WHAT NEEDS TO BE DONE. Reproduce only the lines between the one containing "Locate the woman's fingernail;" and the one containing "<point>143,589</point>", inclusive, with "fingernail" swapped for "nail" and nothing else altered.

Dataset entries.

[start]

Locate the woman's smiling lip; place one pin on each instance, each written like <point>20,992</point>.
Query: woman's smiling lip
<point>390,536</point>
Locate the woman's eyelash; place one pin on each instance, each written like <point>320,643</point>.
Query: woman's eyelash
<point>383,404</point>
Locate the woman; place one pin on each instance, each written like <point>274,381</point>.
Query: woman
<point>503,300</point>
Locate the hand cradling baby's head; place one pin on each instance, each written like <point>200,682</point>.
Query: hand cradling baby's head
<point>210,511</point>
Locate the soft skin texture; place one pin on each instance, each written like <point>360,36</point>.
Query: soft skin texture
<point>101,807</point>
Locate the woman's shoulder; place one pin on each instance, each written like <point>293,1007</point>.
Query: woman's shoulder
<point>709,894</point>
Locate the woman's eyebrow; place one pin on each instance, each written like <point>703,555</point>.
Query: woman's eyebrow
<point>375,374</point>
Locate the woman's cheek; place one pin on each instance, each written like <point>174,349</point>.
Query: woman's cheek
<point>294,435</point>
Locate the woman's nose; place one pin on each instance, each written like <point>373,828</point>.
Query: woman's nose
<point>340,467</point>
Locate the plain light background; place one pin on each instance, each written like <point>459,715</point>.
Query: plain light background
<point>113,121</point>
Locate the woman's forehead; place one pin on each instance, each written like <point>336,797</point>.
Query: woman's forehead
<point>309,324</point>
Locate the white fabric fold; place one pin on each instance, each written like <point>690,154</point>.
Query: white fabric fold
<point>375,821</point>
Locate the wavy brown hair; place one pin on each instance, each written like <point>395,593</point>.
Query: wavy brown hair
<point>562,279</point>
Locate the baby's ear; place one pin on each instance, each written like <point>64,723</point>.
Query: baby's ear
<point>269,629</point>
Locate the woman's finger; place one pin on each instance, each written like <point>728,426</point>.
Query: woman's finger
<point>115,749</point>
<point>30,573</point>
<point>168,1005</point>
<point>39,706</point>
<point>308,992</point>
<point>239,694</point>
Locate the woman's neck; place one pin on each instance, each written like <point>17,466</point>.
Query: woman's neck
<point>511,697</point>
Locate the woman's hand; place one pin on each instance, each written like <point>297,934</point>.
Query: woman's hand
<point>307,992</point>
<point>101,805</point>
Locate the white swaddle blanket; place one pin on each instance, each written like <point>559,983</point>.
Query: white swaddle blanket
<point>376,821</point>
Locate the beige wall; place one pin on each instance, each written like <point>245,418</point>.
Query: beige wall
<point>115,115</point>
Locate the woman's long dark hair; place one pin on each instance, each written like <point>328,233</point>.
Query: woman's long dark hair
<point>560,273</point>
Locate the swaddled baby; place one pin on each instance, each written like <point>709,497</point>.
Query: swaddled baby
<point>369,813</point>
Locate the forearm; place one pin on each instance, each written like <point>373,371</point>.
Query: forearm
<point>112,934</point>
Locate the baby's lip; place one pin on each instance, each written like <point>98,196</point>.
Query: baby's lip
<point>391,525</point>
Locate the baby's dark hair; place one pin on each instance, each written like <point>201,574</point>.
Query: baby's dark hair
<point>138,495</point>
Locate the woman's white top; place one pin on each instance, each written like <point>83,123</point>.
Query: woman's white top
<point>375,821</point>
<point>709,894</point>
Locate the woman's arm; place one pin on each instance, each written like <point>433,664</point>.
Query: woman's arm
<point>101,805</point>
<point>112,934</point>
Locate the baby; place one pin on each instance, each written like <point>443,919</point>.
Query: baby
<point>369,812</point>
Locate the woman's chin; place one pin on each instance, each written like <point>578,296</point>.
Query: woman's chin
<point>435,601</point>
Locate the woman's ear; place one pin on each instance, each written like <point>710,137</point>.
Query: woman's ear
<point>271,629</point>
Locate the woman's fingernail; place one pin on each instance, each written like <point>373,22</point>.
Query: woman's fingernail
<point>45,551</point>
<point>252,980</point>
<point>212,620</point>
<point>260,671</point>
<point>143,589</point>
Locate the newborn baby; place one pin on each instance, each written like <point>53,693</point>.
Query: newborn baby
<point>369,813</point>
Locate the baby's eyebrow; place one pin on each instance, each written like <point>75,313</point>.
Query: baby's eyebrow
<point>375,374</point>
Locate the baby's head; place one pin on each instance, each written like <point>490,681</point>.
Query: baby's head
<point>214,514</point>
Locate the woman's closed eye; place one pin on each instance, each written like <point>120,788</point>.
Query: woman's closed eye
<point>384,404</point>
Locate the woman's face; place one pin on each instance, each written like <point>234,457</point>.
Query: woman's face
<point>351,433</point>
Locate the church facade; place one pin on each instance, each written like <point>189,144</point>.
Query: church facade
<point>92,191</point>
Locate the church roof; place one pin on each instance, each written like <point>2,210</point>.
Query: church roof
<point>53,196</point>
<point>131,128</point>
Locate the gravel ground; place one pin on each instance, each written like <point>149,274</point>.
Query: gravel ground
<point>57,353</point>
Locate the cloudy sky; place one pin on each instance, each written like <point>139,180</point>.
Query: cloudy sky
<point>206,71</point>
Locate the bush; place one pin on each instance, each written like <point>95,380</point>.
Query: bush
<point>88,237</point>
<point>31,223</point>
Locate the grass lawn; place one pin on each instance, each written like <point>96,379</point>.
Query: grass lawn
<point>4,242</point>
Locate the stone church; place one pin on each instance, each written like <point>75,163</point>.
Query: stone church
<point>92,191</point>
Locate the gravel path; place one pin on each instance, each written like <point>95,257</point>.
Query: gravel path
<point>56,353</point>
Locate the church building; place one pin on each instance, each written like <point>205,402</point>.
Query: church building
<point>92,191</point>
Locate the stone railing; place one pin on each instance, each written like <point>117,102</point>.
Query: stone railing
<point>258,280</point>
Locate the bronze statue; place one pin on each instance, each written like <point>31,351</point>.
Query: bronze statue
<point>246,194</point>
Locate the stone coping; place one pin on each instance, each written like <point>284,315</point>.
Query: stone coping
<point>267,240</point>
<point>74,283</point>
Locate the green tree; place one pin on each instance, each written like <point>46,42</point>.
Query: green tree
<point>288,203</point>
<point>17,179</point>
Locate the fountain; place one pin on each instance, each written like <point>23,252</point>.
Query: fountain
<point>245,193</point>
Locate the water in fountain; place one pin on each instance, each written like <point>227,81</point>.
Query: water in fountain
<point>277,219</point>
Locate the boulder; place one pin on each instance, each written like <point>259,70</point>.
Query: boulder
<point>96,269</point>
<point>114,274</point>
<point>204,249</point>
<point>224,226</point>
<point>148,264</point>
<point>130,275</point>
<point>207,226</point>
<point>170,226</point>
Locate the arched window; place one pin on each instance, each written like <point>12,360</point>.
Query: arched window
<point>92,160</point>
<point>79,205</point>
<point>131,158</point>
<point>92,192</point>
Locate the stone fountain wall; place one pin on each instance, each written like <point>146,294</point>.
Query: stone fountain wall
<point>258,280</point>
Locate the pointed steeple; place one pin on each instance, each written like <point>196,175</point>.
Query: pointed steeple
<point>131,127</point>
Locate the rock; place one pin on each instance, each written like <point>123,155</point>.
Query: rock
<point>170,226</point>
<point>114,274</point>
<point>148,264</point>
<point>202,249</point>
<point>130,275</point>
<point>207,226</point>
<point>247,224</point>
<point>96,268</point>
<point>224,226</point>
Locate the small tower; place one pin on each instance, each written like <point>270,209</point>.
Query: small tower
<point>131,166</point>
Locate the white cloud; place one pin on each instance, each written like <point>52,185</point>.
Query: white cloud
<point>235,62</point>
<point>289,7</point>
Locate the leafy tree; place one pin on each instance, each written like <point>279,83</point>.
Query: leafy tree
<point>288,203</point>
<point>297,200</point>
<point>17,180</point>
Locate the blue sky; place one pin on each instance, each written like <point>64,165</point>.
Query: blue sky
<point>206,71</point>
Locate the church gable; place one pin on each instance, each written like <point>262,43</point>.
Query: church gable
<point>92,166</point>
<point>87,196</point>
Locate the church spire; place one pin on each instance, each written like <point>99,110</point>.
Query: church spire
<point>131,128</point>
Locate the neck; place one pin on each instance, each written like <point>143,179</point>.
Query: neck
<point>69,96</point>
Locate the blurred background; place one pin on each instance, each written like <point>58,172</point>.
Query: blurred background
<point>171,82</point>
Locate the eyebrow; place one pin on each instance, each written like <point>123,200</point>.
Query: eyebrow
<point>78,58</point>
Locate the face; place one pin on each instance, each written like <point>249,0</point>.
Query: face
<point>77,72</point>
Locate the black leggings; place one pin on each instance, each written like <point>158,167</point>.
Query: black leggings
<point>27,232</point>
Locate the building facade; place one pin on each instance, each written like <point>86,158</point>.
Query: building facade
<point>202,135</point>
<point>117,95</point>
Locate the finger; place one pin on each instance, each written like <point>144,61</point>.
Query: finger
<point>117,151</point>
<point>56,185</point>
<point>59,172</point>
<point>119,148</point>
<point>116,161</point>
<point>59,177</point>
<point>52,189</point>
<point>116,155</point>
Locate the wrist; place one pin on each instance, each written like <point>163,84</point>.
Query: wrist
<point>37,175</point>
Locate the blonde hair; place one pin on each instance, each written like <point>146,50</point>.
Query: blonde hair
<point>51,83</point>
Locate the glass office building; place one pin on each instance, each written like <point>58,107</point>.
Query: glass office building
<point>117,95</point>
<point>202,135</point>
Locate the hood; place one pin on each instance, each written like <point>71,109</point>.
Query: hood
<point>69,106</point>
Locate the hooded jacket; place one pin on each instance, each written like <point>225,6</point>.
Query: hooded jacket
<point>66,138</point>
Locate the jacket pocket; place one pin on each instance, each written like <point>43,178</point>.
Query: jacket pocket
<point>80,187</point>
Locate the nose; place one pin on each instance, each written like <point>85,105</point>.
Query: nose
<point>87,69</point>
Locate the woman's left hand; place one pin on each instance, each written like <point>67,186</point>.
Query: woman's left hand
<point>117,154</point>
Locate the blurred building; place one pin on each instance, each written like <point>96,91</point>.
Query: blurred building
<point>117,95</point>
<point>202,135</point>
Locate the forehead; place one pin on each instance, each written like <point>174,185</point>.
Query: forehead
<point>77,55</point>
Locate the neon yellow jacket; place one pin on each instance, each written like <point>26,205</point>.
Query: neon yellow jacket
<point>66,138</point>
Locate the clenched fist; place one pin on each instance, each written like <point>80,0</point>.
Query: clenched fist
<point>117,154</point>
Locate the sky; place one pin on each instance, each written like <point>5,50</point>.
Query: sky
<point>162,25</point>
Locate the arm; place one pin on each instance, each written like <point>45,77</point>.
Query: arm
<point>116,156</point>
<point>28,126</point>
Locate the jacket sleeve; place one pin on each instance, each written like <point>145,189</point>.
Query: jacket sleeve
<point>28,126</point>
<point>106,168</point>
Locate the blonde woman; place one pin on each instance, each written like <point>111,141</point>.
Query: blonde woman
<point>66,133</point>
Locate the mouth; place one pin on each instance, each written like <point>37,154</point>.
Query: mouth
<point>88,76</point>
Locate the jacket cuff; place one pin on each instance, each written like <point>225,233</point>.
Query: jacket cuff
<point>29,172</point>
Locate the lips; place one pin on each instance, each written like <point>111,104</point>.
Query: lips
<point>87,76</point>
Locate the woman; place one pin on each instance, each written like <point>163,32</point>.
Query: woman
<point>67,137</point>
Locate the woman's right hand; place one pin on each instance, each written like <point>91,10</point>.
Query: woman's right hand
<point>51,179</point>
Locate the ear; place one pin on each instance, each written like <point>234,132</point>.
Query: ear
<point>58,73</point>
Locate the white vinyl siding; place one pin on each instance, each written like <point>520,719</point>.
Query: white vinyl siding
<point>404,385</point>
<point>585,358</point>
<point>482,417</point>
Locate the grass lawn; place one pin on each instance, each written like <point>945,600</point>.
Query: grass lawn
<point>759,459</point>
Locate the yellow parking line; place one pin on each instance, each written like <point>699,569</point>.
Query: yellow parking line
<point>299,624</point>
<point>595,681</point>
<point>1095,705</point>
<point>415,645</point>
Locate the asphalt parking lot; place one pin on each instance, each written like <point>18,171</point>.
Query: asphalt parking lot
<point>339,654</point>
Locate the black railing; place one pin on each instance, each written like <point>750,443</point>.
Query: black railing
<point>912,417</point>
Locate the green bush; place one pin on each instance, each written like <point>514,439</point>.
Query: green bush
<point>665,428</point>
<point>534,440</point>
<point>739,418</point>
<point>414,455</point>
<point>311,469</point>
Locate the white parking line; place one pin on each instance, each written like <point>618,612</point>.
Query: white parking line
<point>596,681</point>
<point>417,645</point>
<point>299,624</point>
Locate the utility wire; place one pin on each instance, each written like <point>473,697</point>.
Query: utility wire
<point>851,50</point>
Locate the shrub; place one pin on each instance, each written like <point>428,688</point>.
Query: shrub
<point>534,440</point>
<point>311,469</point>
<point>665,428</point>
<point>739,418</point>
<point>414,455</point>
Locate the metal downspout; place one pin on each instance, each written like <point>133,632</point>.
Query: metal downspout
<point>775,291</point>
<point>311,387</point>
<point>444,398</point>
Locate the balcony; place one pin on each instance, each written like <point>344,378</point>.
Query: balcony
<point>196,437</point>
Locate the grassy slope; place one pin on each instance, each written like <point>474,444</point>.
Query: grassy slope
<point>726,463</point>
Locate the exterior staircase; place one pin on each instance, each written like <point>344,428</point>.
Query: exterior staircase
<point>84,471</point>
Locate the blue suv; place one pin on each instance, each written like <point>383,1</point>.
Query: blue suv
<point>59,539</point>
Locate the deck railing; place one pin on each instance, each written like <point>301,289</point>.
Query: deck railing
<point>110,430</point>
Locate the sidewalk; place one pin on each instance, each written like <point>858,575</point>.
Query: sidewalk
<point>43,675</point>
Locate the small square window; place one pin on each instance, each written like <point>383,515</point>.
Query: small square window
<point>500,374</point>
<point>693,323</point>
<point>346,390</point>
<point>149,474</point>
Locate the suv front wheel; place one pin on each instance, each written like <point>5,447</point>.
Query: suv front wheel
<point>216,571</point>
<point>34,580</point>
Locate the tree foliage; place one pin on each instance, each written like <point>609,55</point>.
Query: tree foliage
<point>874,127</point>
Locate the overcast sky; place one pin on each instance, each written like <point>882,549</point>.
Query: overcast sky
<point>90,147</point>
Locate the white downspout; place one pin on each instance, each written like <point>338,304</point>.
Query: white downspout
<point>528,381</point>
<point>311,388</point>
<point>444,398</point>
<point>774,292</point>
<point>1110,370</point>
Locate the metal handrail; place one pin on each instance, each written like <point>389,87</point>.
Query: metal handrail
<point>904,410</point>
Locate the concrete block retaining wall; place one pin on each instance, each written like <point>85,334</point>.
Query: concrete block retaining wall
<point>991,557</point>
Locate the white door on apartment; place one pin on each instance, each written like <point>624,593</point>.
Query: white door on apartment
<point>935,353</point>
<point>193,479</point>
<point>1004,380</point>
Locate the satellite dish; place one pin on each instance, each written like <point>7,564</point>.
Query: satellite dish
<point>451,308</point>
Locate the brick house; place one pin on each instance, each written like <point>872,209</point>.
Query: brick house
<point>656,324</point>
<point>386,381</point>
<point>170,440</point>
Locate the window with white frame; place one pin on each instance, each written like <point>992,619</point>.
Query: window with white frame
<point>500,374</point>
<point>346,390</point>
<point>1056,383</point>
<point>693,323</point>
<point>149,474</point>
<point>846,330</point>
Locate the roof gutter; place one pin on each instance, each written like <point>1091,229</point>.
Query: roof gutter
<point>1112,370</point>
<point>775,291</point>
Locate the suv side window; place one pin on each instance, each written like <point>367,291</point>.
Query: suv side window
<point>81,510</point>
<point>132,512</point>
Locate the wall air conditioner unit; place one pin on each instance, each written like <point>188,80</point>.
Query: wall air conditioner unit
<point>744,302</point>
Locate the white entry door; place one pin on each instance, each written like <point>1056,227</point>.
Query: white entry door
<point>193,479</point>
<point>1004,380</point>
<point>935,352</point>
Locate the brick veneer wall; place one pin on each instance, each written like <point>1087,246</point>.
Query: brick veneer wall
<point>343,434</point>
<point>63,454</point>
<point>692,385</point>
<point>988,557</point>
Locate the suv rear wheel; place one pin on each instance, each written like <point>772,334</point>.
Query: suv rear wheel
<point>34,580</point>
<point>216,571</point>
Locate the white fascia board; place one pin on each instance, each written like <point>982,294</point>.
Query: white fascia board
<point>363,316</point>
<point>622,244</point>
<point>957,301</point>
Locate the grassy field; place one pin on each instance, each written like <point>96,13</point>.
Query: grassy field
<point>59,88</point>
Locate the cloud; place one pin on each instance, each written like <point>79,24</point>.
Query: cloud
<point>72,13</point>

[end]

FINAL RESULT.
Locate the woman's nail; place one pin on each instance, each written like <point>373,22</point>.
Query: woman's nail
<point>45,551</point>
<point>252,980</point>
<point>212,620</point>
<point>260,671</point>
<point>143,589</point>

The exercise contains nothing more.